● Excerpted text:
- - - - -
THE NEW LIGHTING ORDER.
THE EFFECT IN RUGBY.
In Rugby on Monday night, the inhabitants both in the business and residential parts of the town, showed a general disposition to comply with the new regulations, which require a more drastic reduction of external and internal than hitherto.
The publication of the regulations in the columns of the Rugby Advertiser enabled householders to get a definite idea of the extent to which illumination must be reduced, but the methods by which results entirely satisfactory to the authorities could be obtained, were not so easy to devise. While in some cases lights were not completely shaded and a good deal of illumination found its way on to the roadway, in the main there was little to complain of, and perhaps in many instances people went to the other extreme, and the “ dull and subdued light ” permitted by the regulations was eclipsed altogether.
Many tradesmen, especially in the centre of the town, closed their places of business altogether at six o’clock, being under the impression that the streets would be so dark that customers would not venture out. But the public lamps were lighted as usual almost without modification, and the illumination they gave, combined with the light from the new moon, was sufficient to enable people to walk or ride through the streets with little or no danger of collision.
With regard to street lamps, we understand there are to be further modifications. Superintendent Clarke has commenced a tour of the town, and is ordering the extinction of lamps except at points where he considers, them to be absolutely necessary for the safety of the public, and in a few days the town will probably wear a much more sombre aspect at night than it did on Monday.
In some instances, where shopkeepers had not gone far enough to suit the requirements, further restrictions were ordered.
Speaking generally, there has been an honest attempt on the part of tradespeople to meet the requirements of the Order, but the results on Tuesday night, when police officers made an inspection of some of the principal streets, showed that quite a number of shopkeepers had not shaded their lights sufficiently. When this was pointed out to them they displayed a willingness to meet the wishes of those responsible for the carrying out of the new Order. Isolated cases of obstinacy may have been found, but these proved the exception to the rule, and suggestions to further reduce the light were in nearly every case promptly acted upon. These consisted of advice to extinguish altogether certain lamps, to close doors, to entirely draw down the blinds, or to change the colour of the shading material from red to dark green or blue.
In some: cases electric globes of the required colour have been adopted with good effect.
- - - - -
● Supplied entries:
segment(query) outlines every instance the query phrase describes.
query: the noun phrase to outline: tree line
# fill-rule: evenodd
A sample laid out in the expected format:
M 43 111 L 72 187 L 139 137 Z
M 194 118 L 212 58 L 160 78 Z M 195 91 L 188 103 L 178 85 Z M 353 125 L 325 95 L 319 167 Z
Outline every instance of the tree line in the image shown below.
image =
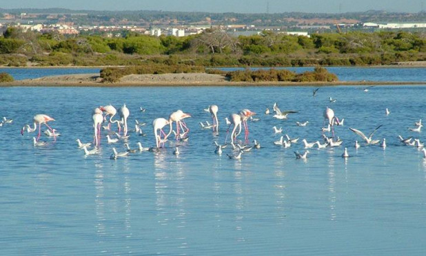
- - - - -
● Work instruction: In the article on the new lighting order in Rugby, why did many tradesmen close their places of business at six o'clock? Answer in one to three sentences.

● Answer to this problem: They thought the streets would be so dark that customers would not venture out.